* [Records to process]
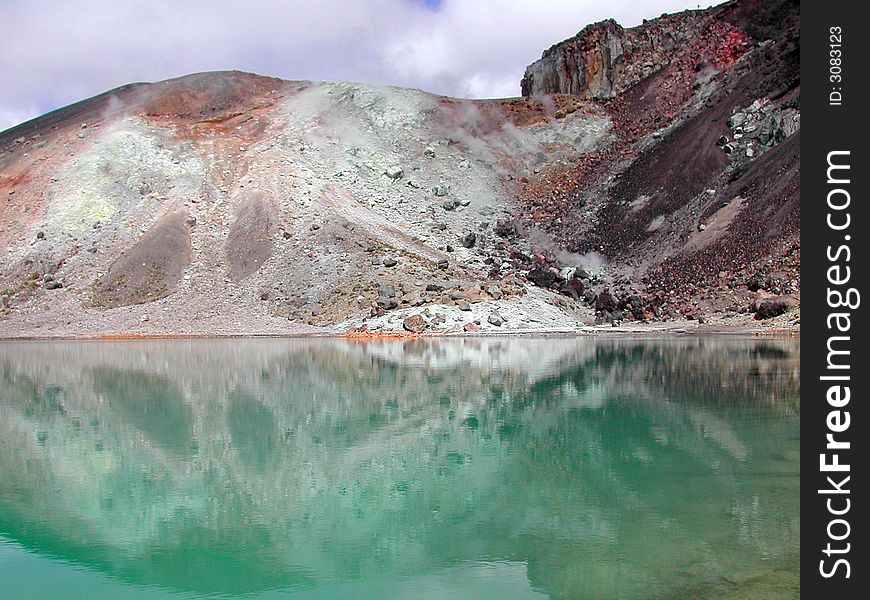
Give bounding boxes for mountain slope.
[0,0,799,337]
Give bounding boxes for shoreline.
[0,324,800,341]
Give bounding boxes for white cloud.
[0,104,42,133]
[0,0,722,132]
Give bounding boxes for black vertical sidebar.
[802,0,868,596]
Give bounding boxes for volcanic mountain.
[0,0,799,338]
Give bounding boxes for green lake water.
[0,337,799,599]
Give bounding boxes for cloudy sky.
[1,0,720,131]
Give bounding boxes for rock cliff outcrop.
[521,11,711,99]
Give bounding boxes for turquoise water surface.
[0,337,799,599]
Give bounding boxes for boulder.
[376,286,397,310]
[727,112,746,128]
[595,289,617,312]
[384,166,403,179]
[527,268,556,288]
[494,219,517,238]
[754,295,798,320]
[595,309,623,326]
[558,278,584,299]
[747,273,772,292]
[378,285,396,298]
[403,314,428,333]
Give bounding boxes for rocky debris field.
[514,0,800,331]
[0,0,799,338]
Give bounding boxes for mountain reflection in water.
[0,337,799,600]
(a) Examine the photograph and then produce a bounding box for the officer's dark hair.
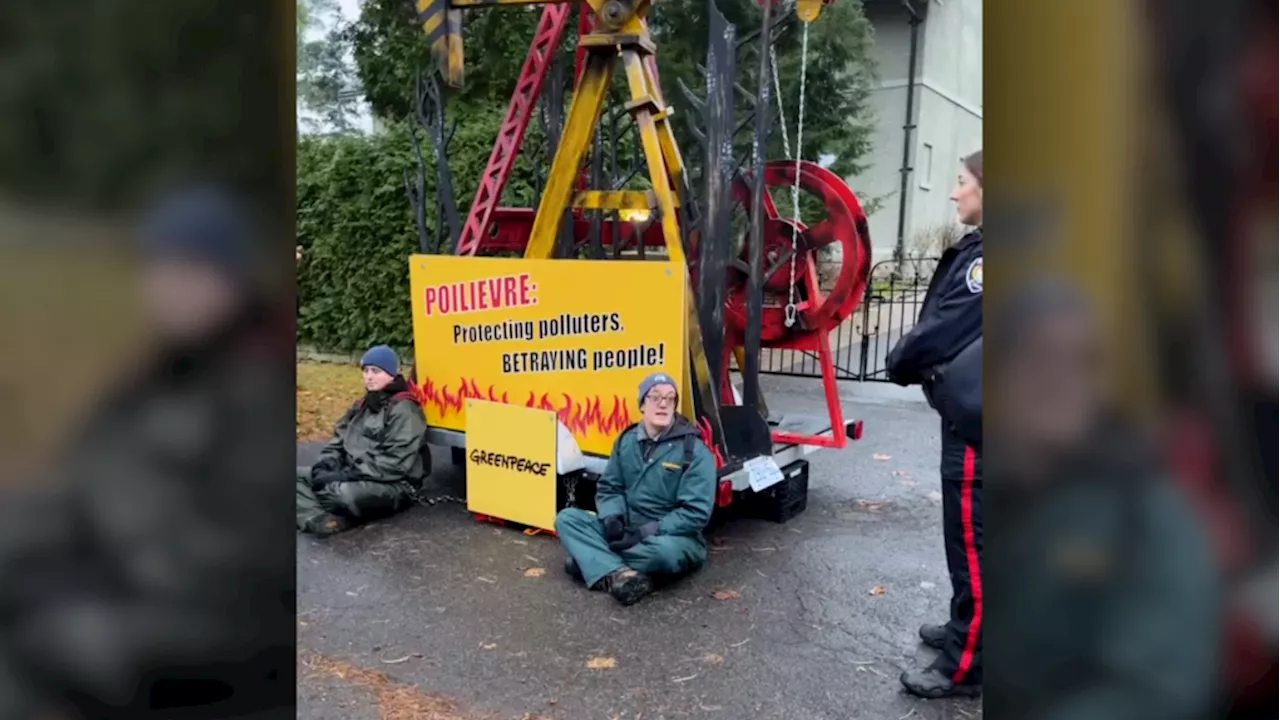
[962,150,983,186]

* [Exercise goal] What is needed is an exact reproduction of the data, pictures excluded.

* [Your response]
Give bounding boxes for mountain slope.
[0,0,799,337]
Give bounding boxes for shoreline.
[0,324,800,341]
Give bounding boxes for white cloud.
[0,104,42,133]
[0,0,722,132]
Give bounding boxes for black vertical sidebar.
[802,0,868,596]
Give bounding boxes for volcanic mountain.
[0,0,799,338]
Give bounding boxes for green lake water.
[0,337,799,599]
Give bounding boxes for cloudy sky.
[1,0,720,131]
Give bounding boxes for rock cliff outcrop.
[521,11,711,99]
Give bounding boxes for turquoise water surface.
[0,337,799,599]
Give bounding boxes for boulder.
[376,286,397,310]
[727,112,746,128]
[595,289,617,312]
[384,166,403,179]
[527,268,556,288]
[494,219,517,238]
[754,295,798,320]
[595,309,623,326]
[558,278,584,299]
[747,273,772,292]
[378,285,396,298]
[403,314,428,333]
Give bounding boxes for rocky debris field.
[514,0,800,331]
[0,0,799,338]
Give bounding boxes for mountain reflection in water.
[0,337,799,600]
(a) Examine the photograph and then produce a bounding box for the officer's dark hair.
[962,150,983,186]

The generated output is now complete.